═══ ТЕКСТ ДОКУМЕНТА ═══

И всё же с прибытием отряда Фриана в положении сторон наметилась определенная тенденция к перемене ролей. Дополнительные войска позволили не только усилить гарнизон главной штаб- квартиры и надежно обеспечить коммуникации между ней и фортами, но и приступить к постепенному установлению контроля над подступами к самому Каиру. Если ранее в осаде находился французский гарнизон дворца Алфи-бея, то теперь, консолидировав свои прежде разрозненные силы, французы приступили к организации осады города в целом. Подход подкреплений к повстанцам, ранее свободный, был отныне затруднен расположившимися возле города французскими войсками, как показывает эпизод, описанный ал-Джабарти:
«В это время возвратился отряд французских солдат. Они прибыли из своего лагеря на помощь своим соотечественникам в Каире. Это подкрепление усилило французов, находившихся в Каире. Часть прибывших расположилась за Баб ан-Наср, а другая - за Баб ал-Хусаннийа. <...> Тем временем прибыло около пятисот солдат-арнаутов, тех самых, которых везир послал по деревням для сбора налогов и податей. Когда они приблизились к Каиру, им преградили путь французские солдаты, находившиеся на холмах за городом. Арнауты стали защищаться, сумели отбиться от французов и прорвались в Каир»{660}.
В последующие несколько дней стороны вели изнурительные позиционные бои, где атаки чередовались с контратаками. Мишо в своем отчете излагает по дням хронику этой городской войны.
В ночь на 25 марта французы укрепляли позиции вокруг главной штаб-квартиры. На небольшую возвышенность под деревьями на площади Азбакийя была вынесена артиллерийская батарея, связанная со штаб-квартирой ходом сообщения. Французские солдаты продолжали также жечь дома в квартале Мясников и разрушать стены садов, которые могли бы послужить укрытием для неприятеля. У Булакских ворот был возведен редан, чтобы контролировать подходы к ним со стороны квартала Мясников. С наступлением дня турки усилили артиллерийский обстрел и атаковали Коптский квартал, сбив французов с их позиции. Те предприняли контратаку и отбили утраченное. Чтобы предотвратить новое нападение на Коптский квартал, французы подожгли примыкающие к нему дома.
На правом фланге повстанцы готовились предпринять атаку через площадь Азбакийя и скапливались за стенами цистерны, расположенной перед домом шейха ал-Бакри, но французы рассеяли их стремительной контратакой, убив несколько человек, включая одного мамлюкского бея.
В ночь на 26 марта французы разрушили стены этой цистерны, чтобы предотвратить новые вылазки со стороны дома ал-Бакри. Правее штаб-квартиры была установлена еще одна артиллерийская батарея, призванная контролировать подходы к дворцу Алфи-бея со стороны захваченной повстанцами резиденции Рейнье. Днем наиболее ожесточенные бои разгорелись на правом фланге. Французы, предприняв контратаку, заставили неприятеля отступить в резиденцию Рейнье, но при этом потеряли ранеными двух старших офицеров, имевших звание шефа бригады. Дабы воспрепятствовать новым нападениям с этой стороны, был подожжен квартал Мясников.

═══

◆ **ПОСТАВЛЕННАЯ ЗАДАЧА A**
В каких строках списка встречается слово «advertising»? Верните каждую такую строку целиком.
Список, идущий далее, никак не связан с текстом документа.

═══ ВХОДНЫЕ ДАННЫЕ ═══

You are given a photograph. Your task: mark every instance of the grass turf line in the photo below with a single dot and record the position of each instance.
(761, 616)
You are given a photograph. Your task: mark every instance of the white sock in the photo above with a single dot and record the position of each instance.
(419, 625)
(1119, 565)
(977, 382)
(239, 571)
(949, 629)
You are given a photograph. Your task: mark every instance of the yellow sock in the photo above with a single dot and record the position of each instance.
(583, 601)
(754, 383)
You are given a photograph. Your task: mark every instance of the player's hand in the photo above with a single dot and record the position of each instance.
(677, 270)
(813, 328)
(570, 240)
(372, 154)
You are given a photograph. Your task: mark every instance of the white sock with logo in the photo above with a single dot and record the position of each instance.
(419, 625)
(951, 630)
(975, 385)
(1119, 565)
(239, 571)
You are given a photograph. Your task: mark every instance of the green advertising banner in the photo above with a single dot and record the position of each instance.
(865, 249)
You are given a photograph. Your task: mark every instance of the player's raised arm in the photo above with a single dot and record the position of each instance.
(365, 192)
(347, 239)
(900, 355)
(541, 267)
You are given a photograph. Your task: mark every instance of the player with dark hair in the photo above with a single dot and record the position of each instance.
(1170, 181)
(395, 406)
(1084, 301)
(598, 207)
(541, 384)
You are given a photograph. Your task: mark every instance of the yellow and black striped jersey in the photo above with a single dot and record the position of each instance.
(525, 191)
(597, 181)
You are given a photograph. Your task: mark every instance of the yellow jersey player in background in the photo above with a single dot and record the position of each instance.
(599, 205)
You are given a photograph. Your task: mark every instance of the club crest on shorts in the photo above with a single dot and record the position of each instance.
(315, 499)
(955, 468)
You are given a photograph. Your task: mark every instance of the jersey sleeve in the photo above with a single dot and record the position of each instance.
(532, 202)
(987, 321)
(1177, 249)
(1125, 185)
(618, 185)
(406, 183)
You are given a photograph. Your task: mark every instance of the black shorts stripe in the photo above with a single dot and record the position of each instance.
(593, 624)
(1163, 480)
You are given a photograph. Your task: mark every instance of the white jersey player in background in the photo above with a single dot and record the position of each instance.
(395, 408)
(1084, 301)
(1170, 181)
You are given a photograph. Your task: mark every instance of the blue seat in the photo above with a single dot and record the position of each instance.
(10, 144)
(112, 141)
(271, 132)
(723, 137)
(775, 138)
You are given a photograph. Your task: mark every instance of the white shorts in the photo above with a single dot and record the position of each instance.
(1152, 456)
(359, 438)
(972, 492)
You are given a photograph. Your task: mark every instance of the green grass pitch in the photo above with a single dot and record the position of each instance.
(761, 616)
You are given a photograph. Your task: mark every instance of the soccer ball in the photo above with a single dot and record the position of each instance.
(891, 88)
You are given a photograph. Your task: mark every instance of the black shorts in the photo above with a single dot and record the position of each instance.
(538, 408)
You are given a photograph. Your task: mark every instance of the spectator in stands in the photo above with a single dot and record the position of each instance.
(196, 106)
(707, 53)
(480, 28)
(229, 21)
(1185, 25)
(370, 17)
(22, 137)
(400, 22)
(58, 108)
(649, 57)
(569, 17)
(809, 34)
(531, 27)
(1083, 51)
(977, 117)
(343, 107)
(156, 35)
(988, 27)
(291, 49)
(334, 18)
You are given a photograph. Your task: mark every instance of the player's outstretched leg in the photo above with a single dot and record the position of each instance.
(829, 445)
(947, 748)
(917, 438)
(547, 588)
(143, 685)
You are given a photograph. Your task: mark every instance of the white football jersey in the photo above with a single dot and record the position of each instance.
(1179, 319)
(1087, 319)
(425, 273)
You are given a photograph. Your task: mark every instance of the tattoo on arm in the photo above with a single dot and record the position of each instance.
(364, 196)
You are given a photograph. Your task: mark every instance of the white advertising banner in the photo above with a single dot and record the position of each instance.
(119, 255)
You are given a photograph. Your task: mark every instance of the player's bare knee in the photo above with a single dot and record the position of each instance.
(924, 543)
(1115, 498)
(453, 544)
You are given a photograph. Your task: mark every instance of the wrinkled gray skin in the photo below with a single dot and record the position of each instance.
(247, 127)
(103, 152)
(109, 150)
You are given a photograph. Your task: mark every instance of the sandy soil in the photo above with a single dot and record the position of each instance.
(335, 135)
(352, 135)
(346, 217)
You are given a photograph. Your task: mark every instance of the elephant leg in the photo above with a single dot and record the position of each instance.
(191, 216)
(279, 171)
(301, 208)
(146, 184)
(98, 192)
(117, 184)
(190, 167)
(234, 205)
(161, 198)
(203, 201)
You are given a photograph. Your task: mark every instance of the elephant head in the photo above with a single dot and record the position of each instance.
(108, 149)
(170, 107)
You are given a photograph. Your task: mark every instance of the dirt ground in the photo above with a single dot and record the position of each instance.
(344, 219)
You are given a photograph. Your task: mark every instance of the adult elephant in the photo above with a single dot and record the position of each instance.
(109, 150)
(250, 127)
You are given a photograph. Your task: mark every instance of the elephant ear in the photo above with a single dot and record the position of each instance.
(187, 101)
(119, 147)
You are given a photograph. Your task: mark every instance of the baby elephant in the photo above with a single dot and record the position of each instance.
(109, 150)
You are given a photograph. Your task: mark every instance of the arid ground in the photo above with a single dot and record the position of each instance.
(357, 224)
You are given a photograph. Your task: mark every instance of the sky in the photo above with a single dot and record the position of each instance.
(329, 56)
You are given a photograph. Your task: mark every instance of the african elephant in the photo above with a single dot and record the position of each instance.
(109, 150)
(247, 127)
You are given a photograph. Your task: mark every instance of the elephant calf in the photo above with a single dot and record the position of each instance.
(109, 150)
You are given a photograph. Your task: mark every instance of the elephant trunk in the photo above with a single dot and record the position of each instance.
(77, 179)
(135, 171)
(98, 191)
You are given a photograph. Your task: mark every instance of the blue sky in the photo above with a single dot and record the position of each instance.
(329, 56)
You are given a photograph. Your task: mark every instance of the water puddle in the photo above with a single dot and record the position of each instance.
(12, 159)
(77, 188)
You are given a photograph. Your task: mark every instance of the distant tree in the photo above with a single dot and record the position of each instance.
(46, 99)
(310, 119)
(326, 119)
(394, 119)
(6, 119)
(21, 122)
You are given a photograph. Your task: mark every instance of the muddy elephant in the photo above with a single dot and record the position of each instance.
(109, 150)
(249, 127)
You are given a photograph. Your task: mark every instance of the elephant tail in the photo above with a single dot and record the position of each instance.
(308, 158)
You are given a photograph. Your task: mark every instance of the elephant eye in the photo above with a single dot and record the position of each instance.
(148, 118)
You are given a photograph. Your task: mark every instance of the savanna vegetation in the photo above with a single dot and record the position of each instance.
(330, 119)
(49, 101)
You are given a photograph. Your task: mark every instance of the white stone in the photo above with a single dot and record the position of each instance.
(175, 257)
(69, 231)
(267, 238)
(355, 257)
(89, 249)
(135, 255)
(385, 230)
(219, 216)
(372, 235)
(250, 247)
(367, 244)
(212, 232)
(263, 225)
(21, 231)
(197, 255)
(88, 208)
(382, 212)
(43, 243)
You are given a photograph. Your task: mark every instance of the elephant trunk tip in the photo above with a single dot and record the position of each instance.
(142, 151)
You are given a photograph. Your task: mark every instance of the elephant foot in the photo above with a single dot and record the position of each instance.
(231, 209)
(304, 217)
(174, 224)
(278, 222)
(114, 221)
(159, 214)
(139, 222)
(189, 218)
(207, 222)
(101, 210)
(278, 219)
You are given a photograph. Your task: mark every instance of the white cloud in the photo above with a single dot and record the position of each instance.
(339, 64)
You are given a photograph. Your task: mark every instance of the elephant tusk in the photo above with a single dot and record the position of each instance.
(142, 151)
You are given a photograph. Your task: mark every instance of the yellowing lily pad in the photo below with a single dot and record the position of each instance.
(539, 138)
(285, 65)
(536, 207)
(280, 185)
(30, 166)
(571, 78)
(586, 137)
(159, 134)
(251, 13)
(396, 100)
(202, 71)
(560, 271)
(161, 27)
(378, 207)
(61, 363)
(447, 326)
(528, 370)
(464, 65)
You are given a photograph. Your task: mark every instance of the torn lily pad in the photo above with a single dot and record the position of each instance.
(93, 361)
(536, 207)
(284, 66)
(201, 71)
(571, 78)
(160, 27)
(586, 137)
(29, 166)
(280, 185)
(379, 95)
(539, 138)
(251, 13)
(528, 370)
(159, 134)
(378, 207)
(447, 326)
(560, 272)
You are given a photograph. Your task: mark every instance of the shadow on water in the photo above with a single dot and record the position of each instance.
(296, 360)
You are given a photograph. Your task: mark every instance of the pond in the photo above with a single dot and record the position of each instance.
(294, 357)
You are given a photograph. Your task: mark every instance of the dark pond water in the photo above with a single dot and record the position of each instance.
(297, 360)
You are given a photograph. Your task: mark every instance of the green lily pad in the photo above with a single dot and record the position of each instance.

═══

◆ **ПОСТАВЛЕННАЯ ЗАДАЧА B**
Скопируйте из текста документа фрагмент, начиная со слов «В ночь на 26» и далее вплоть до слов «подожжен квартал Мясников.».

◆ **ПРАВИЛЬНЫЙ ОТВЕТ A**
You are given a photograph. Your task: mark every instance of the green advertising banner in the photo above with a single dot and record the position of each instance.
You are given a photograph. Your task: mark every instance of the white advertising banner in the photo above with a single dot and record the position of each instance.

◆ **ПРАВИЛЬНЫЙ ОТВЕТ B**
В ночь на 26 марта французы разрушили стены этой цистерны, чтобы предотвратить новые вылазки со стороны дома ал-Бакри. Правее штаб-квартиры была установлена еще одна артиллерийская батарея, призванная контролировать подходы к дворцу Алфи-бея со стороны захваченной повстанцами резиденции Рейнье. Днем наиболее ожесточенные бои разгорелись на правом фланге. Французы, предприняв контратаку, заставили неприятеля отступить в резиденцию Рейнье, но при этом потеряли ранеными двух старших офицеров, имевших звание шефа бригады. Дабы воспрепятствовать новым нападениям с этой стороны, был подожжен квартал Мясников.